= TASK LIST =
- 1) In the biography below, condense the paragraph beginning "Dr. Lamkin-Kennard's specific areas of expertise" into a bulleted list that keeps its main facts.
- 2) Write a continuation of the biography of Dr. Lamkin-Kennard below, starting after its final sentence.

= PAGE TEXT =
· · · · · · ·

Dr. Kathleen Lamkin-Kennard received a B.S. in Physics from Worcester Polytechnic Institute and M.S. and Ph.D. in Biomedical Engineering from Drexel University. She also spent four years doing research and development for a commercially available, robotic human patient simulator.
Dr. Lamkin-Kennard's graduate work focused on development of a non-linear, coupled, diffusion-reaction model to simulate nitric oxide release, transport, and mechanisms of action in cylindrical microvessels. The model solved multiple, dynamic, non-linear PDEs describing blood flow and mass transport and reaction kinetics of multiple chemical species using finite element methods. After completion of her Ph.D., Dr. Lamkin-Kennard was a post-doctoral researcher at the University of Rochester. She received a National Institutes of Health Kirchstein post-doctoral National Research Scholar Award (NRSA) to develop a 3-D computational microhydrodynamics model of rolling and adhering neutrophils in a cylindrical geometry. Her research there also involved evaluating the effects of hydrodynamics in complex vessel geometries on cellular adhesion and microcirculatory flow profiles.
Dr. Lamkin-Kennard's specific areas of expertise include biofluid dynamics and transport phenomena, biomedical computation and numerical methods, biomaterials, and integrated multiphysics systems modeling, particularly related to microcirculatory, cardiovascular, and cellular systems biology. Within the Mechanical Engineering Department, she has taught Introduction to Biomaterials, System Dynamics, and Mathematics for Engineers I and II courses. She has also supervised numerous Senior Design and M.S. thesis projects. She is also an Affiliated Faculty member for the Biomedical Engineering Program and an Extended Faculty member for the Microsystems Engineering Ph.D. Program.

· · · · · · ·

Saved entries
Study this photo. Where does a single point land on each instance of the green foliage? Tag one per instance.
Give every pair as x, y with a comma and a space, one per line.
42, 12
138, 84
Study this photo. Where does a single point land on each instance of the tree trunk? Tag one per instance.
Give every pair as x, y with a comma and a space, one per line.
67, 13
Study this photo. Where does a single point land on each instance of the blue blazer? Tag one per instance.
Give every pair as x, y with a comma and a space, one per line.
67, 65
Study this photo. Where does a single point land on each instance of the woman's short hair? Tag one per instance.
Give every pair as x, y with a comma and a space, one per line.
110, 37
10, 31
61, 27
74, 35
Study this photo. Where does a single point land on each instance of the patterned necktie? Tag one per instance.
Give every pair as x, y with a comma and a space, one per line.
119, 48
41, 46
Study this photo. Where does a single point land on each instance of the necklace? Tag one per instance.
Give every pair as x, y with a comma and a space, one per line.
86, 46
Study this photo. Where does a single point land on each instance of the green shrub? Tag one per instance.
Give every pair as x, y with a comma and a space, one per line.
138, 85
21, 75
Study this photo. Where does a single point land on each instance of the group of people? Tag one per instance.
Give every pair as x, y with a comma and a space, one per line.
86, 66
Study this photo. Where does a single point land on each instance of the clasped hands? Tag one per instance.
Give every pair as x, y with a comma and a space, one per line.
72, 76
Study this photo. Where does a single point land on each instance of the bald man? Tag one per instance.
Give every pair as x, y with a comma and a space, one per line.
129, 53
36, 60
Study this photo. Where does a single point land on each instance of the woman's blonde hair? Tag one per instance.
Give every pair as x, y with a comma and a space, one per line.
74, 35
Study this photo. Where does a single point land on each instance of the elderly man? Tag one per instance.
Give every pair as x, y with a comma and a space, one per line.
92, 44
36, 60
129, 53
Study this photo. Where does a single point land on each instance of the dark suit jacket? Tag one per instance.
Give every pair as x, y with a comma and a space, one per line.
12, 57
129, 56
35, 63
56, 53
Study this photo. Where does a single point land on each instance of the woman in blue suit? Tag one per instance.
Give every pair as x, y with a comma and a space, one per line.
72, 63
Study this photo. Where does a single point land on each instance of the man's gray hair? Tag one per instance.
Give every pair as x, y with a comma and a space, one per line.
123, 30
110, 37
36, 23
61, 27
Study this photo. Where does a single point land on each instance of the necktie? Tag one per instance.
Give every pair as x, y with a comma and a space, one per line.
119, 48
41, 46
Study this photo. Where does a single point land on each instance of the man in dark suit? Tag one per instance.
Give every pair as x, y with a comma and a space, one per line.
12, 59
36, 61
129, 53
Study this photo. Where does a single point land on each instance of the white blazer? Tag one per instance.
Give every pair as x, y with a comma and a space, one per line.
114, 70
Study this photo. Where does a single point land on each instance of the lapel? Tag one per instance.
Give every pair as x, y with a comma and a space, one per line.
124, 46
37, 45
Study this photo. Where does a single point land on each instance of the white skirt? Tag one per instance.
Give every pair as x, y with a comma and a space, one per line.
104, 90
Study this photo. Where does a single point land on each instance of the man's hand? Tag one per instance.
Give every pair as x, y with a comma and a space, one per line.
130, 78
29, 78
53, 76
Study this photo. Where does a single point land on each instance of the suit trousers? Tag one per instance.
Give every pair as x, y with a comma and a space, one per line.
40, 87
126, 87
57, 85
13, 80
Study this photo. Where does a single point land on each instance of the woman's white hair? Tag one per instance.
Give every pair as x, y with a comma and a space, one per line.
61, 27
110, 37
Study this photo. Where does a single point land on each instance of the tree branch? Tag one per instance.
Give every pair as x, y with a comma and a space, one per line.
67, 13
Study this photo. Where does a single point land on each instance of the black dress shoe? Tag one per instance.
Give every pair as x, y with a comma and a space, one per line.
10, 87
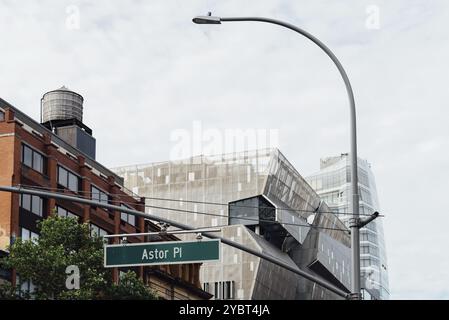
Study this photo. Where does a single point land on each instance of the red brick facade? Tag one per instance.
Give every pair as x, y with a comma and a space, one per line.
172, 281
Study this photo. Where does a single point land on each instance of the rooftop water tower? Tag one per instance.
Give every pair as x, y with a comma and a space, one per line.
62, 113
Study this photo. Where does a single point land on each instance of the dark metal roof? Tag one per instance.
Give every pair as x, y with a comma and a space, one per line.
36, 126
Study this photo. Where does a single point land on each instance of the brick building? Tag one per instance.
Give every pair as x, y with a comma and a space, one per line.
59, 154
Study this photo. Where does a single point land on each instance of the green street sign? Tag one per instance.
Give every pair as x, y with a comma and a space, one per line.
153, 253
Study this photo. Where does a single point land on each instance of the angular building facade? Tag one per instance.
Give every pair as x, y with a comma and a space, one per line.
257, 199
332, 183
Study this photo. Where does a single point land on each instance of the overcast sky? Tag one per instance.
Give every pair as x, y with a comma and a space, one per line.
149, 76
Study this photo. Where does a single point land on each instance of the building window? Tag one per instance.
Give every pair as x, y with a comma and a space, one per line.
97, 231
99, 195
65, 213
68, 179
126, 217
28, 235
33, 159
223, 290
32, 204
26, 287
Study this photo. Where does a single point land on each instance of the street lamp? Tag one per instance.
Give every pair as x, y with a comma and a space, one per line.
355, 223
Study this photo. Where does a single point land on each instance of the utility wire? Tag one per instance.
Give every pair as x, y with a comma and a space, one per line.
219, 215
205, 202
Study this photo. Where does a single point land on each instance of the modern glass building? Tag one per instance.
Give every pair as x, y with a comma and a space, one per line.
332, 183
256, 198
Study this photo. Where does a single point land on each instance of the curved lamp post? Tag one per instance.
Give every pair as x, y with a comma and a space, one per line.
354, 221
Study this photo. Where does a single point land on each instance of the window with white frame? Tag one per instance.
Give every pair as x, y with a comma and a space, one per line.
68, 179
97, 231
32, 204
223, 290
127, 217
29, 235
65, 213
99, 195
33, 159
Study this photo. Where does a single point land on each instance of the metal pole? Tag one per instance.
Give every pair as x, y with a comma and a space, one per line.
261, 255
355, 241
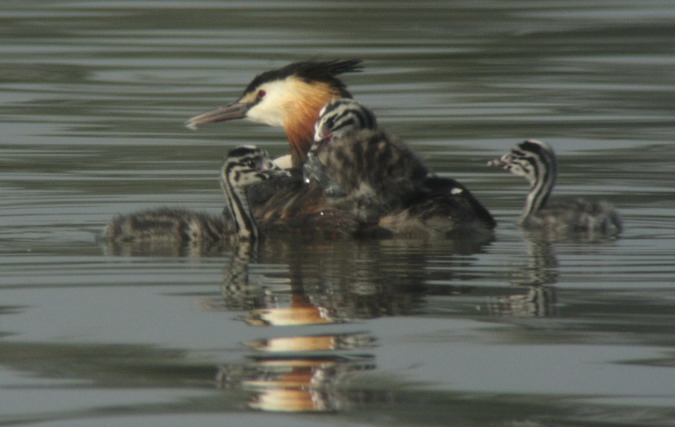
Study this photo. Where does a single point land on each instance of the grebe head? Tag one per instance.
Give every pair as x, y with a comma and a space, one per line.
340, 116
289, 97
245, 165
535, 161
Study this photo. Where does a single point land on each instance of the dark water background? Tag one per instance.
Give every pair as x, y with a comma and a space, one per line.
520, 331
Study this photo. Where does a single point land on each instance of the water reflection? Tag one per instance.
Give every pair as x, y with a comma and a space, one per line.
297, 383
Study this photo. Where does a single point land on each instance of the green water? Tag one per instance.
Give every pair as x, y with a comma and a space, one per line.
93, 96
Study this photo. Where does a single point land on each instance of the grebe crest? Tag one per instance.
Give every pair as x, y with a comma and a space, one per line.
288, 97
536, 161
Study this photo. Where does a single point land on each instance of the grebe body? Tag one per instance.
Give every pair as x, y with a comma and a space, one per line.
361, 177
243, 167
288, 97
364, 168
536, 161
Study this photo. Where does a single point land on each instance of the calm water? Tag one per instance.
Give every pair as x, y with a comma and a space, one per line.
518, 331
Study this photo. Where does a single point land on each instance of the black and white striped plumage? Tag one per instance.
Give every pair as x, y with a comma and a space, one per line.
243, 167
358, 163
536, 161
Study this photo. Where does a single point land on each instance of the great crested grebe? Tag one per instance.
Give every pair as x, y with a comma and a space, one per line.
536, 161
243, 166
359, 164
288, 97
363, 167
293, 97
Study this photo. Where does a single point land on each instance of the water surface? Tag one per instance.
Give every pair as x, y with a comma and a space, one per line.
517, 330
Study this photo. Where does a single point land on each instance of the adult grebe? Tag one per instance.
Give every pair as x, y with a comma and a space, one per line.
536, 161
289, 97
293, 97
243, 166
373, 174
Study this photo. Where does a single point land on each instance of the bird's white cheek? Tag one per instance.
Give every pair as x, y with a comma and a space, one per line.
268, 116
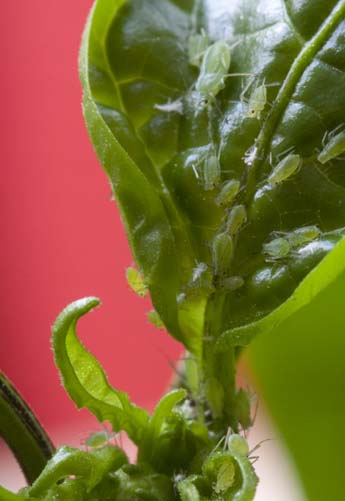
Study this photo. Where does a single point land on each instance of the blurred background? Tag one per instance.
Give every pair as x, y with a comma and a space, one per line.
63, 239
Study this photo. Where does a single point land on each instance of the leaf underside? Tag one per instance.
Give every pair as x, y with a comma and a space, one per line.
135, 57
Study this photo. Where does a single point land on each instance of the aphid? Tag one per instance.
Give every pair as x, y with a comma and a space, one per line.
284, 169
333, 148
155, 319
197, 45
171, 107
225, 476
136, 282
222, 253
237, 218
231, 284
277, 248
303, 235
257, 101
237, 445
211, 172
228, 193
214, 69
202, 278
98, 439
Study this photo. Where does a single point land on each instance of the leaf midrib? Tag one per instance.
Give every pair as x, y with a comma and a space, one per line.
287, 89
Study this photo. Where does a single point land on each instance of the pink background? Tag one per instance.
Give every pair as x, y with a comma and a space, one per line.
62, 238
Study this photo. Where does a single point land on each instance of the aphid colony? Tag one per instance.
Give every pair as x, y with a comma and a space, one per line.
214, 63
284, 243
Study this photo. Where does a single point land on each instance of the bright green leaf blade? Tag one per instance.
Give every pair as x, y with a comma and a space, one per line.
299, 367
6, 495
126, 163
22, 432
330, 268
150, 441
89, 466
84, 378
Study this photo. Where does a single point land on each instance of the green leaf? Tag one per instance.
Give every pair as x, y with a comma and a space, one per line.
156, 138
84, 378
151, 437
22, 431
300, 371
89, 466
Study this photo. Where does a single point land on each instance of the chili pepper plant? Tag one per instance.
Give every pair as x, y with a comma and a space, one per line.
220, 126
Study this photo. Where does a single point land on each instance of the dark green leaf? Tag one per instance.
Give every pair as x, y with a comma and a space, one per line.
134, 61
22, 432
84, 378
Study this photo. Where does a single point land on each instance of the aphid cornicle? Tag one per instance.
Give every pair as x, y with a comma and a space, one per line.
237, 218
214, 69
211, 172
222, 253
284, 169
197, 45
333, 148
136, 282
228, 193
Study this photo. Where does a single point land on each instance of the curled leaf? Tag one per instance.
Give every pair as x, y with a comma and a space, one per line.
84, 378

· · · · · · ·

= RESPONSES TO THE TASKS =
- 1)
- Expertise: biofluid dynamics and transport phenomena, biomedical computation and numerical methods, biomaterials, and integrated multiphysics systems modeling, especially for microcirculatory, cardiovascular, and cellular systems biology
- Courses taught in the Mechanical Engineering Department: Introduction to Biomaterials, System Dynamics, and Mathematics for Engineers I and II
- Supervision: numerous Senior Design and M.S. thesis projects
- Other roles: Affiliated Faculty member for the Biomedical Engineering Program and Extended Faculty member for the Microsystems Engineering Ph.D. Program

- 2)
Dr. Lamkin-Kennard’s research focuses on the use of computational and physical models to simulate integrated human physiological systems. Her primary research area utilizes a combination of multiphysics modeling and experimental studies in custom fabricated microchannels to evaluate the effects of microhydrodynamics and transport phenomena on microcirculatory processes and disease states. Specific areas under investigation include the effects of complex vessel geometries and associated fluid dynamics on cellular adhesion and the role of ischemia-reperfusion in glaucoma. A second area of research focuses on the development and application of novel robotic actuators and sensors for biomimetic robotics and assistive device applications. Two particular areas of interest involve the use of McKibben style air muscles for robotic applications and characterization and testing of electroactive polymer materials for biomedical applications.